* EXERCISE: Repeat the full listing, word for word.

Start of RAW DATA

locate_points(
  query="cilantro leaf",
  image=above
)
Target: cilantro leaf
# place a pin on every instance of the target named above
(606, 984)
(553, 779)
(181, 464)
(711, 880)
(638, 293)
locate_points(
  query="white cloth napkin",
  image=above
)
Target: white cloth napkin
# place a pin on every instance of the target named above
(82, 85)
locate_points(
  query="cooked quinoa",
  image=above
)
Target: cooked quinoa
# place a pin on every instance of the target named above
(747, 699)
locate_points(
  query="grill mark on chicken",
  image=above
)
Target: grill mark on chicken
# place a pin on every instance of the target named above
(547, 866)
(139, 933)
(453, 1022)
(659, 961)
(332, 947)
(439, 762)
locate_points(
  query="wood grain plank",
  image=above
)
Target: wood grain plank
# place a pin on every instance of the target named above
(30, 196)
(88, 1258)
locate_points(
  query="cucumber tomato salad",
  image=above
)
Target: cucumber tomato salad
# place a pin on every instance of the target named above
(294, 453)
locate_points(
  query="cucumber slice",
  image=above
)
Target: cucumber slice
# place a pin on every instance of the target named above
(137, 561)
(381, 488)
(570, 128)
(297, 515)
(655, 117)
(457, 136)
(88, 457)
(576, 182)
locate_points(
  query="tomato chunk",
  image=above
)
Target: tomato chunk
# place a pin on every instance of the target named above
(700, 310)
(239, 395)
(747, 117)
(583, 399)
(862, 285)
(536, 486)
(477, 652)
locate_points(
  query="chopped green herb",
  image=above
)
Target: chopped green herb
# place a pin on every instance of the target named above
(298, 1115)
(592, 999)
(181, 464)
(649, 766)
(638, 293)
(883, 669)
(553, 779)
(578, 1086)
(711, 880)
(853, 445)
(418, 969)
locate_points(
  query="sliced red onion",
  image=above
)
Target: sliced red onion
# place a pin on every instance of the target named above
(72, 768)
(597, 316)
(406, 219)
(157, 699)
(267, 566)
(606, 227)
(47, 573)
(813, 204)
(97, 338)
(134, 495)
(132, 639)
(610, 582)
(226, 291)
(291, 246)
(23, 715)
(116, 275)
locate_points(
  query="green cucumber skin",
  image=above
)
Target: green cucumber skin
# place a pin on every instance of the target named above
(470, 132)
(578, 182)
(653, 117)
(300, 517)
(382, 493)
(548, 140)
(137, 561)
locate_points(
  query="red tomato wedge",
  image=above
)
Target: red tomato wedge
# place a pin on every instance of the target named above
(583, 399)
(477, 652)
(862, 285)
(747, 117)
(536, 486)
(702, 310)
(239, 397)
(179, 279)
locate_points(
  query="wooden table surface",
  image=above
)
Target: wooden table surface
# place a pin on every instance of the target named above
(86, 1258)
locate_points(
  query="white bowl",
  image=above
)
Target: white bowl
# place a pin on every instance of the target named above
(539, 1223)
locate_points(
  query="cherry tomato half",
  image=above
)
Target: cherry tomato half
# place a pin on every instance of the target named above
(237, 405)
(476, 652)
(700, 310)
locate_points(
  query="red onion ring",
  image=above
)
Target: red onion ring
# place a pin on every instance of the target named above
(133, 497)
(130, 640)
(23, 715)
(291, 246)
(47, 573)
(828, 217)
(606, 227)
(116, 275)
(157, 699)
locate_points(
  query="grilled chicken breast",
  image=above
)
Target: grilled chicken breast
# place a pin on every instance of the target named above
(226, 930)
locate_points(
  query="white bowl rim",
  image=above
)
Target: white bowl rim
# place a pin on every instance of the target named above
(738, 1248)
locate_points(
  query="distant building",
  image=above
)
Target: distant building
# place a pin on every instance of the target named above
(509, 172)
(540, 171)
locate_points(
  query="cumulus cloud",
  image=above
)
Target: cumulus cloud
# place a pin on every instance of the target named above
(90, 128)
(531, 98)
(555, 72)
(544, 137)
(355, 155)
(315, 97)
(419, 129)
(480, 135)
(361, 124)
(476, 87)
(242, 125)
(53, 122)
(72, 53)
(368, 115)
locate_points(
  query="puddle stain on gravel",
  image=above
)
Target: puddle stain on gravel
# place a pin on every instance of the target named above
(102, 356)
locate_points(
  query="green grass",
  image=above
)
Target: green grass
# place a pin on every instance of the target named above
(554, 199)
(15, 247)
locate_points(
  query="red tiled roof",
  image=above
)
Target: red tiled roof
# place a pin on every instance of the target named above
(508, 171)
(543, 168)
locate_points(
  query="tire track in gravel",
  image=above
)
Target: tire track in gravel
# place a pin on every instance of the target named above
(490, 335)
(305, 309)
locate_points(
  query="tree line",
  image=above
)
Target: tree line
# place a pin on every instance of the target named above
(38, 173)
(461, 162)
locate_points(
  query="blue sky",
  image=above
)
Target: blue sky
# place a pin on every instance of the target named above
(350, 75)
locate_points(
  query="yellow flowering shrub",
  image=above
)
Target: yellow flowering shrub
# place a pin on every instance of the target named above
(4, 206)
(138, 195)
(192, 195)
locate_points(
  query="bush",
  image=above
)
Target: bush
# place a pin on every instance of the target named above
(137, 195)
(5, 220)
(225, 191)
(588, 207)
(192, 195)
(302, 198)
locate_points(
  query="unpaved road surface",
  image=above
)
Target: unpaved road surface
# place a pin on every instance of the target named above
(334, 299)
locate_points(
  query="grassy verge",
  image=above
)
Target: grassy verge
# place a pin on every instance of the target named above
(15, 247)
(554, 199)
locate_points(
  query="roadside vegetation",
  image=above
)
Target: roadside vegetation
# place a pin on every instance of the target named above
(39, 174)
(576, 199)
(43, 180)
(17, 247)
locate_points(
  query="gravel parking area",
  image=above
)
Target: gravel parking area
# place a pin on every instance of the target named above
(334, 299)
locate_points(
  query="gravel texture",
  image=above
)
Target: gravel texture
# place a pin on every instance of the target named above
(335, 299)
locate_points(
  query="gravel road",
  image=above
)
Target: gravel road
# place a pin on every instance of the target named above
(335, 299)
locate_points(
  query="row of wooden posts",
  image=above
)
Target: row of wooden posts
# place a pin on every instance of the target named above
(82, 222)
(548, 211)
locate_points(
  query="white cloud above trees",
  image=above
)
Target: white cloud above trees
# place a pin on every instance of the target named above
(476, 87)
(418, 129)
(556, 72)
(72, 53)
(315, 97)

End of RAW DATA

* OUTPUT FOR THIS TASK:
locate_points(
  query="cilantro leaf",
  image=above
)
Target: cilantro leaf
# place a pin on every instance of the target named above
(606, 984)
(553, 779)
(181, 464)
(711, 880)
(638, 293)
locate_points(
  query="white cloth napkin",
  image=above
)
Target: white cloth napkin
# place a pin on every instance of the target named above
(82, 85)
locate_points(
  query="cooked quinoa",
  image=above
)
Target: cooked quinoa
# place a pin on every instance of the target named above
(747, 699)
locate_points(
  query="grill mark on chicken",
  image=above
)
Target: grill mark on chicken
# place a pin on every instance of the target named above
(547, 866)
(139, 933)
(453, 1022)
(659, 961)
(332, 947)
(439, 762)
locate_points(
  query="wood grain plank",
  image=above
)
Target: wood grain plank
# place a pin on every instance of the target named above
(30, 196)
(88, 1258)
locate_points(
  query="cucumber tomato salad",
  image=above
)
Target: cucumber tomato salad
# place a pin on every instance of the target named above
(294, 453)
locate_points(
  query="cucumber slice",
  image=above
)
Target: cucumber slice
# place a pin on every instance of the target named above
(137, 561)
(381, 488)
(570, 128)
(297, 515)
(655, 117)
(457, 136)
(88, 457)
(576, 182)
locate_points(
  query="tomato chunk",
  image=above
)
Target: tomato chunk
# place a pin on every instance of the target named above
(700, 310)
(239, 395)
(747, 117)
(583, 399)
(862, 285)
(536, 486)
(477, 652)
locate_points(
  query="chopped green herb",
  image=above
)
Target: chopped green herb
# place a pin on every instance of the target named above
(298, 1115)
(592, 999)
(181, 464)
(649, 766)
(638, 293)
(883, 669)
(553, 779)
(578, 1086)
(711, 880)
(853, 445)
(418, 969)
locate_points(
  query="sliced red onion",
  image=above
)
Target: sliced red onion
# place a pin on every instance of the target named above
(72, 768)
(597, 316)
(406, 219)
(157, 699)
(267, 566)
(606, 227)
(47, 573)
(813, 204)
(97, 338)
(134, 495)
(132, 639)
(610, 582)
(226, 291)
(291, 246)
(23, 715)
(116, 275)
locate_points(
  query="green cucumber skin",
  image=above
)
Target: green cucumber skin
# place a pin on every instance of the target named above
(470, 132)
(578, 182)
(653, 117)
(300, 517)
(382, 493)
(548, 140)
(137, 561)
locate_points(
  query="red tomato wedge",
  image=above
)
Target: red tomato wedge
# place a pin on every instance of the target named above
(583, 399)
(477, 652)
(862, 285)
(747, 117)
(536, 486)
(702, 310)
(239, 397)
(179, 279)
locate_points(
  query="wooden table surface",
  image=above
)
Target: wooden table surface
# place a pin on every instance of the target named above
(86, 1258)
locate_points(
  query="white bowl",
  image=above
)
Target: white bowl
# place a pin on every instance of the target named above
(539, 1223)
locate_points(
  query="cherry tomato half",
  image=above
)
Target: cherry tomato half
# place a pin on every instance of the target named above
(237, 405)
(476, 652)
(700, 310)
locate_points(
  query="red onion ring",
  image=above
)
Target: red onion ring
# place a pin on every instance of the target named above
(133, 497)
(130, 640)
(23, 715)
(291, 246)
(47, 573)
(828, 217)
(606, 227)
(116, 275)
(157, 699)
locate_points(
  query="grilled chicken breast",
  image=above
)
Target: grilled chicken breast
# place a pin on every instance of the target named above
(226, 930)
locate_points(
  query="white bowl rim",
  image=above
)
Target: white bowl rim
# place a pin on every instance of the target named above
(738, 1248)
locate_points(
  query="distant building",
  image=above
)
Target: distant building
# place a pin on every instance of the target named above
(509, 172)
(540, 171)
locate_points(
  query="cumulus cloud",
  image=above
)
Target: cumulus cloud
# place a pin on every instance of the target named above
(90, 128)
(531, 98)
(555, 72)
(544, 137)
(355, 155)
(315, 97)
(419, 129)
(480, 135)
(361, 124)
(476, 87)
(242, 125)
(53, 122)
(72, 53)
(368, 115)
locate_points(
  query="puddle stain on gravel",
  image=above
)
Target: puddle stain on gravel
# place a pin on every instance of the target named above
(102, 356)
locate_points(
  query="green grass",
  image=above
)
Target: green grass
# place a pin on every instance of the target named above
(554, 199)
(15, 247)
locate_points(
  query="red tiled roof",
  image=above
)
Target: red tiled roof
# place a pin on every instance of the target named above
(508, 171)
(543, 168)
locate_points(
  query="tire track in gravel",
  image=above
)
Target: tire track in gravel
# place a pin on every instance of the target named above
(490, 335)
(305, 309)
locate_points(
  query="tree line",
  image=above
)
Target: tree line
# place a pin on every instance of the target named above
(38, 173)
(461, 162)
locate_points(
  query="blue sky",
  image=above
)
Target: blue sky
# place a pin on every instance of the target named above
(350, 75)
locate_points(
  query="yellow flowering shrub",
  image=above
)
Target: yellow flowering shrub
# place a pin on every instance of the target named above
(4, 206)
(138, 195)
(192, 195)
locate_points(
  query="bush",
  image=above
)
Target: bush
# place a pin on every instance of the target named above
(137, 195)
(5, 220)
(225, 191)
(588, 207)
(192, 195)
(302, 198)
locate_points(
  query="unpaved road surface",
  image=above
)
Target: unpaved road surface
# place a pin on every instance of the target named above
(334, 299)
locate_points(
  query="grassy verge",
  image=above
)
Target: grassy verge
# place a pin on every instance of the target named above
(15, 247)
(554, 199)
locate_points(
  query="roadside vegetation",
  image=above
)
Target: roadside vegetation
# place a pin on every instance of the target named above
(39, 174)
(576, 199)
(43, 180)
(17, 247)
locate_points(
  query="gravel parking area",
  image=above
)
Target: gravel parking area
# place a pin on every instance of the target named above
(334, 299)
locate_points(
  query="gravel texture",
  image=above
)
Target: gravel texture
# place a pin on every instance of the target named above
(335, 299)
locate_points(
  query="gravel road",
  image=above
)
Target: gravel road
# place a pin on every instance of the target named above
(335, 299)
locate_points(
  query="row of wooden posts",
  image=above
)
Target: row of wooden posts
# place a pin on every instance of the target named above
(82, 222)
(548, 211)
locate_points(
  query="white cloud above trees",
  image=above
)
Target: white cloud above trees
# place a pin on every instance of the target named above
(476, 87)
(418, 129)
(556, 72)
(72, 53)
(315, 97)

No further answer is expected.